## What you need to do
Duplicate, in full and without alteration, the forum thread below about the pandas histogram error.

## Reading passage
= = = = = = =
Reputation: 283
I need to create a histogram from a dataframe column that contains the values "Low', 'Medium', or 'High'. When I try to do the usual df.column.hist(), i get the following error.
ex3.Severity.value_counts()
Out[85]:
Low 230
Medium 21
High 16
dtype: int64
ex3.Severity.hist()
TypeError Traceback (most recent call last)
<ipython-input-86-7c7023aec2e2> in <module>()
----> 1 ex3.Severity.hist()
C:\Users\C06025A\Anaconda\lib\site-packages\pandas\tools\plotting.py in hist_series(self, by, ax, grid, xlabelsize, xrot, ylabelsize, yrot, figsize, bins, **kwds)
2570 values = self.dropna().values
2571
->2572 ax.hist(values, bins=bins, **kwds)
2573 ax.grid(grid)
2574 axes = np.array([ax])
C:\Users\C06025A\Anaconda\lib\site-packages\matplotlib\axes\_axes.py in hist(self, x, bins, range, normed, weights, cumulative, bottom, histtype, align, orientation, rwidth, log, color, label, stacked, **kwargs)
5620 for xi in x:
5621 if len(xi) > 0:
->5622 xmin = min(xmin, xi.min())
5623 xmax = max(xmax, xi.max())
5624 bin_range = (xmin, xmax)
TypeError: unorderable types: str() < float()
Upvotes: 27
Views: 60003
Reputation: 490
Just an updated answer (as this comes up a lot.) Pandas has a nice module for styling dataframes in many ways, such as the case mentioned above....
ex3.Severity.value_counts().to_frame().style.bar()
= = = = = = =
Extracted data entries:
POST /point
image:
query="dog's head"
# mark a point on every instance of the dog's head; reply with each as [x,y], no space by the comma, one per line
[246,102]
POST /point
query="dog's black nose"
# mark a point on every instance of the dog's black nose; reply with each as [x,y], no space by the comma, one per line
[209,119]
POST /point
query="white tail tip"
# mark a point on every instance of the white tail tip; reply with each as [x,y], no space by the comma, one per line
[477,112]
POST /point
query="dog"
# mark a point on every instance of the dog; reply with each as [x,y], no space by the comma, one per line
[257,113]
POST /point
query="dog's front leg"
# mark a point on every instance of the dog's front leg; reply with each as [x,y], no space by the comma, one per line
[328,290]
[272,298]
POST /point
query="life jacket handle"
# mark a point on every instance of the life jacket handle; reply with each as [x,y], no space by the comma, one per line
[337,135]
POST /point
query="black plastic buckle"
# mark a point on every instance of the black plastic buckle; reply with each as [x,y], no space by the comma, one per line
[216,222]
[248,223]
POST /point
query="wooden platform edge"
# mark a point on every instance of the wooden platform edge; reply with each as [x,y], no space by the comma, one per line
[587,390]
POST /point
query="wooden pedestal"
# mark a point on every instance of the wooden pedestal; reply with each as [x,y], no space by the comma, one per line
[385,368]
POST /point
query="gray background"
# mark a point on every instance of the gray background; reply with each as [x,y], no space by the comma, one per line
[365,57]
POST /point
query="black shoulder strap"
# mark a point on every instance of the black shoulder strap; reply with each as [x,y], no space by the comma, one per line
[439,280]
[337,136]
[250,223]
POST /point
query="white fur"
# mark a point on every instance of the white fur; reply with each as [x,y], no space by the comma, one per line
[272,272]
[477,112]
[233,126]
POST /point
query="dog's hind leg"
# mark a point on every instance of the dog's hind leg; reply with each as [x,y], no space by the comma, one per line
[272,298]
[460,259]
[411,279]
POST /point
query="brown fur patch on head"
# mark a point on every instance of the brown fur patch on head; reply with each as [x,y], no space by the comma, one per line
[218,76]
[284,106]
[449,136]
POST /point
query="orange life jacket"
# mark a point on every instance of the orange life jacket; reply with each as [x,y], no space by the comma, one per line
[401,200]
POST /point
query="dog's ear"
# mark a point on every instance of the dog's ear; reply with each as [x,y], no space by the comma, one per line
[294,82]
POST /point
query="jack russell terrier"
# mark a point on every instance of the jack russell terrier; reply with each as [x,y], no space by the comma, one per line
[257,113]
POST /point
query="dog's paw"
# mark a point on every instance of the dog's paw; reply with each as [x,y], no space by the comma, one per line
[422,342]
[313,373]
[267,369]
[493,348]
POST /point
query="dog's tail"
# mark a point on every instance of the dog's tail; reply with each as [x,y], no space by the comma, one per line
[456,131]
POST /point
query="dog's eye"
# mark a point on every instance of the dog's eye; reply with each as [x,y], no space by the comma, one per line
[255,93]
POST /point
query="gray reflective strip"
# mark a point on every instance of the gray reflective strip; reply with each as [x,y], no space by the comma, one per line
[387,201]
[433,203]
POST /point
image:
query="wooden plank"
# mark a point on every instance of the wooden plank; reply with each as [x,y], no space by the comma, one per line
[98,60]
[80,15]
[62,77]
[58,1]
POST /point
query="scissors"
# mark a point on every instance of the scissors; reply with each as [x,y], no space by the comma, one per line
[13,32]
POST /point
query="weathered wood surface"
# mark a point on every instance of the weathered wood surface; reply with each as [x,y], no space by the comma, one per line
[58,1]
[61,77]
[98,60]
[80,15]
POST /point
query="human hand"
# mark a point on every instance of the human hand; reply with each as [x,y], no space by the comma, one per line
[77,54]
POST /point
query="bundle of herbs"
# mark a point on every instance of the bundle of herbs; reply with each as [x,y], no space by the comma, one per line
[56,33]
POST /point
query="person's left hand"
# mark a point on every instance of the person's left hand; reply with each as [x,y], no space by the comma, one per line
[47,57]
= = = = = = =
## Solution for this task
Reputation: 283
I need to create a histogram from a dataframe column that contains the values "Low', 'Medium', or 'High'. When I try to do the usual df.column.hist(), i get the following error.
ex3.Severity.value_counts()
Out[85]:
Low 230
Medium 21
High 16
dtype: int64
ex3.Severity.hist()
TypeError Traceback (most recent call last)
<ipython-input-86-7c7023aec2e2> in <module>()
----> 1 ex3.Severity.hist()
C:\Users\C06025A\Anaconda\lib\site-packages\pandas\tools\plotting.py in hist_series(self, by, ax, grid, xlabelsize, xrot, ylabelsize, yrot, figsize, bins, **kwds)
2570 values = self.dropna().values
2571
->2572 ax.hist(values, bins=bins, **kwds)
2573 ax.grid(grid)
2574 axes = np.array([ax])
C:\Users\C06025A\Anaconda\lib\site-packages\matplotlib\axes\_axes.py in hist(self, x, bins, range, normed, weights, cumulative, bottom, histtype, align, orientation, rwidth, log, color, label, stacked, **kwargs)
5620 for xi in x:
5621 if len(xi) > 0:
->5622 xmin = min(xmin, xi.min())
5623 xmax = max(xmax, xi.max())
5624 bin_range = (xmin, xmax)
TypeError: unorderable types: str() < float()
Upvotes: 27
Views: 60003
Reputation: 490
Just an updated answer (as this comes up a lot.) Pandas has a nice module for styling dataframes in many ways, such as the case mentioned above....
ex3.Severity.value_counts().to_frame().style.bar()